▸ Task brief
This exercise calls for the records to be repeated in full, exactly as written.

Natural-language object grounding data:

^^^^^^^^^^^^^^^^

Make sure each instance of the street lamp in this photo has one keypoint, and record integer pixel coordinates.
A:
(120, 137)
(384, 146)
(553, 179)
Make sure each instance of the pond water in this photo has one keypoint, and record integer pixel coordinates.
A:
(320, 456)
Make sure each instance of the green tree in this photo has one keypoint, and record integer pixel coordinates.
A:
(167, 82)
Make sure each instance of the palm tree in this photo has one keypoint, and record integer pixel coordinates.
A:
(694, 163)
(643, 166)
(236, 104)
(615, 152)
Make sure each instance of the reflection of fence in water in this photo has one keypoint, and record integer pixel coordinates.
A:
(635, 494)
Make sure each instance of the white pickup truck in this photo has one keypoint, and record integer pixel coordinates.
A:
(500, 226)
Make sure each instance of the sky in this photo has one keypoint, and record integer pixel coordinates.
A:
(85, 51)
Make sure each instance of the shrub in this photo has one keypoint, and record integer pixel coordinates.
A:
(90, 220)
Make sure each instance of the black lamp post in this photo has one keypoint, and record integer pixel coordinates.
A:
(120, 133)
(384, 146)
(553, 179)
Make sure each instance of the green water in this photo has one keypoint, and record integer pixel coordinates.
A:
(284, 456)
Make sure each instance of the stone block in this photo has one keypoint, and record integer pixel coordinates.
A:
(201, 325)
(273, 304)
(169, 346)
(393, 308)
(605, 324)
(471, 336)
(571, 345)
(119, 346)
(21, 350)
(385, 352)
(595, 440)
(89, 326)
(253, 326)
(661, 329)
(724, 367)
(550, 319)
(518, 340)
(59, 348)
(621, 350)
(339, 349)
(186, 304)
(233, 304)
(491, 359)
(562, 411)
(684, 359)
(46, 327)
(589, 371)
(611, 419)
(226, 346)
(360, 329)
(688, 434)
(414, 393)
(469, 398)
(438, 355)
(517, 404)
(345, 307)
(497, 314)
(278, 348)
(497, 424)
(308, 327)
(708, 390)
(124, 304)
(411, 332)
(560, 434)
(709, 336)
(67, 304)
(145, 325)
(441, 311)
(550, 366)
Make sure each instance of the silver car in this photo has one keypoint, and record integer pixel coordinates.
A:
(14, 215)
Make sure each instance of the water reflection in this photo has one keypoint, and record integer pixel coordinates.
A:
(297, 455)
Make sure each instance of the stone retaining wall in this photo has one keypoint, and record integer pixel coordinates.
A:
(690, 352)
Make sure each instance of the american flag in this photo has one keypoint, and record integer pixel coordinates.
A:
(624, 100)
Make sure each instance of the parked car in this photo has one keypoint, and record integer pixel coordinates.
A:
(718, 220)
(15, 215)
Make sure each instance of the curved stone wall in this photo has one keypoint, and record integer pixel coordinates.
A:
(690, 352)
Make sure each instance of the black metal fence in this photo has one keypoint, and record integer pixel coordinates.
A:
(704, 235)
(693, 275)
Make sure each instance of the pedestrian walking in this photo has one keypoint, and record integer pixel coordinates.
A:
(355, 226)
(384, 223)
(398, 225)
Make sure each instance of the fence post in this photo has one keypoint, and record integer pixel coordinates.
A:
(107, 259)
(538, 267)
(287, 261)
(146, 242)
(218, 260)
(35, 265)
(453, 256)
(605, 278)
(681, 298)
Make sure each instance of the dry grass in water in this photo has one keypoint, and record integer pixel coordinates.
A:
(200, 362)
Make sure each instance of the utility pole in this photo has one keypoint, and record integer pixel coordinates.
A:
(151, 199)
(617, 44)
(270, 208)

^^^^^^^^^^^^^^^^

▸ Answer to this task
Make sure each instance of the street lamp in this photo has one keypoint, and record integer pixel coordinates.
A:
(120, 137)
(384, 146)
(553, 179)
Make sure each instance of the pond water in this photo has one keypoint, and record integer pixel coordinates.
A:
(320, 456)
Make sure each instance of the green tree in this photo has one keypoint, and record integer pixel coordinates.
A:
(167, 82)
Make sure each instance of the palm tree in this photo has one keypoint, and record integer pixel coordinates.
A:
(694, 163)
(643, 166)
(236, 104)
(615, 152)
Make sure each instance of the reflection of fence in water in this photo has one keypoint, and record integer pixel coordinates.
A:
(635, 494)
Make sure each instance of the white pickup truck in this photo has one keypoint, and record integer pixel coordinates.
A:
(500, 226)
Make sure each instance of the sky in this photo has one keypoint, and record integer pixel coordinates.
A:
(85, 51)
Make sure each instance of the shrub in this photo has one keypoint, and record integer pixel coordinates.
A:
(90, 220)
Make sure each instance of the black lamp post in this photo has one keypoint, and record integer pixel coordinates.
A:
(120, 133)
(384, 146)
(553, 179)
Make sure each instance of the green water in this photo has one keypoint, and record integer pixel coordinates.
A:
(284, 456)
Make sure each instance of the stone block in this photo has one keypoint, and record integer pixel coordinates.
A:
(201, 325)
(273, 304)
(169, 346)
(393, 308)
(605, 324)
(471, 336)
(571, 345)
(119, 346)
(21, 350)
(385, 352)
(595, 440)
(89, 326)
(253, 326)
(661, 329)
(724, 367)
(550, 319)
(518, 340)
(59, 348)
(621, 350)
(339, 349)
(186, 304)
(233, 304)
(491, 359)
(562, 411)
(684, 359)
(46, 327)
(589, 371)
(611, 419)
(226, 346)
(360, 329)
(688, 434)
(414, 393)
(469, 398)
(438, 355)
(517, 404)
(345, 307)
(497, 314)
(278, 348)
(497, 424)
(308, 327)
(708, 390)
(124, 304)
(411, 332)
(560, 434)
(709, 336)
(67, 304)
(145, 325)
(441, 311)
(550, 366)
Make sure each instance of the silver car in this photo has one keypoint, and record integer pixel coordinates.
A:
(14, 215)
Make sure each instance of the water reflection in this photo has one keypoint, and record integer pixel coordinates.
A:
(297, 455)
Make sure each instance of the stone retaining wall in this photo has one keypoint, and record integer pixel coordinates.
A:
(690, 352)
Make sure each instance of the american flag in this photo has one keypoint, and record integer pixel coordinates.
A:
(624, 100)
Make sure each instance of the parked car in this photo has one keypoint, and record integer pixel coordinates.
A:
(718, 220)
(15, 215)
Make sure each instance of the curved stone wall in this photo has one keypoint, and record integer pixel coordinates.
A:
(690, 352)
Make sure each instance of the black metal fence in this photo has one keypoint, and record integer pixel coordinates.
A:
(704, 235)
(693, 275)
Make sure each instance of the pedestrian walking in this photo has one keypoint, and record integer pixel coordinates.
A:
(355, 226)
(384, 223)
(398, 225)
Make sure each instance of the fence post in this photo has one keypoint, and record integer pixel coordinates.
A:
(107, 259)
(538, 267)
(287, 261)
(146, 242)
(218, 260)
(35, 265)
(453, 256)
(605, 278)
(681, 298)
Make sure each instance of the dry grass in water in this photo has one keypoint, and record integer pixel coordinates.
A:
(200, 362)
Make sure each instance of the utility pole in this photo has one keypoint, and record integer pixel coordinates.
A:
(151, 199)
(617, 44)
(270, 208)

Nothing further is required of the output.